[Outline records]
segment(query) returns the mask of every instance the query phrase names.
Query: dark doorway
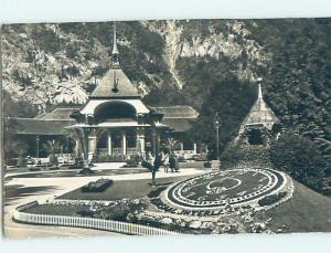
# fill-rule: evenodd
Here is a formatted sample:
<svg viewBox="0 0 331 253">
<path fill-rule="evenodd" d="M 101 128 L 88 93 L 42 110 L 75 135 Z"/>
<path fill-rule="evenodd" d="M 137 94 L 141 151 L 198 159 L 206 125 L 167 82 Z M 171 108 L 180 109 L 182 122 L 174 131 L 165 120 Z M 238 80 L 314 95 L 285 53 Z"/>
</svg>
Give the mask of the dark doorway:
<svg viewBox="0 0 331 253">
<path fill-rule="evenodd" d="M 250 129 L 248 131 L 248 143 L 250 145 L 263 145 L 264 138 L 261 131 L 259 129 Z"/>
</svg>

_EXERCISE REQUIREMENTS_:
Reproduce all of the rows above, substituting "entrance" for every occurrence of "doorway" and keeping everything else unchanged. Omit the pictures from your answer.

_COMPLETED EXERCISE_:
segment(query) returns the mask of every instance the query phrase names.
Query: dark entrance
# fill-rule: evenodd
Here is a formatted sample:
<svg viewBox="0 0 331 253">
<path fill-rule="evenodd" d="M 101 128 L 88 93 L 42 110 L 75 135 Z"/>
<path fill-rule="evenodd" d="M 137 94 L 141 151 L 198 159 L 206 125 L 167 82 Z M 171 108 L 180 109 L 182 122 L 174 131 L 165 120 Z M 238 80 L 314 95 L 285 53 Z"/>
</svg>
Give the mask of the dark entrance:
<svg viewBox="0 0 331 253">
<path fill-rule="evenodd" d="M 250 129 L 248 131 L 248 143 L 250 145 L 263 145 L 264 138 L 261 131 L 259 129 Z"/>
</svg>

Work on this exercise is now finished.